• _Material_

========================================

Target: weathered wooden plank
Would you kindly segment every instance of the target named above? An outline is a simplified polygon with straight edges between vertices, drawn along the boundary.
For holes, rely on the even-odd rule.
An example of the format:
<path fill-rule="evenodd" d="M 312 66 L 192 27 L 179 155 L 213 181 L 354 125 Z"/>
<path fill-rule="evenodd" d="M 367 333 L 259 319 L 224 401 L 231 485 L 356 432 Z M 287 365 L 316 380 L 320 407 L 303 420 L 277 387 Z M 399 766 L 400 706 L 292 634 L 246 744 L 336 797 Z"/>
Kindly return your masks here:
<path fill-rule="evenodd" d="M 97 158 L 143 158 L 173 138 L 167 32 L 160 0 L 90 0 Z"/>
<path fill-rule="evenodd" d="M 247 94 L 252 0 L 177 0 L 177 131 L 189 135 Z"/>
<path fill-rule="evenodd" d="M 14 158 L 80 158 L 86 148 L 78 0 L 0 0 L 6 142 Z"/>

========================================

• _Directions_
Convert the listing above into a Markdown table with the columns Row and Line. Number each non-blank line and skip the blank ones.

• _Final result_
| Row | Line |
|---|---|
| 1 | Target: weathered wooden plank |
| 2 | Would you kindly segment every instance of the target named above? An outline is a simplified polygon with straight edges between vertices, drawn along the boundary. |
| 3 | For holes, rely on the even-odd rule. |
| 4 | An example of the format: |
| 5 | <path fill-rule="evenodd" d="M 312 66 L 192 27 L 179 155 L 213 181 L 354 125 Z"/> |
| 6 | <path fill-rule="evenodd" d="M 367 333 L 259 319 L 224 401 L 231 485 L 356 432 Z M 287 365 L 316 380 L 320 407 L 303 420 L 277 387 Z M 399 766 L 400 706 L 292 634 L 246 744 L 336 797 Z"/> |
| 7 | Kindly return your masks here: |
| 8 | <path fill-rule="evenodd" d="M 97 158 L 143 158 L 173 138 L 167 32 L 160 0 L 90 0 Z"/> |
| 9 | <path fill-rule="evenodd" d="M 247 94 L 252 0 L 177 0 L 177 131 L 189 135 Z"/> |
| 10 | <path fill-rule="evenodd" d="M 14 158 L 80 158 L 86 148 L 78 0 L 0 0 L 6 142 Z"/> |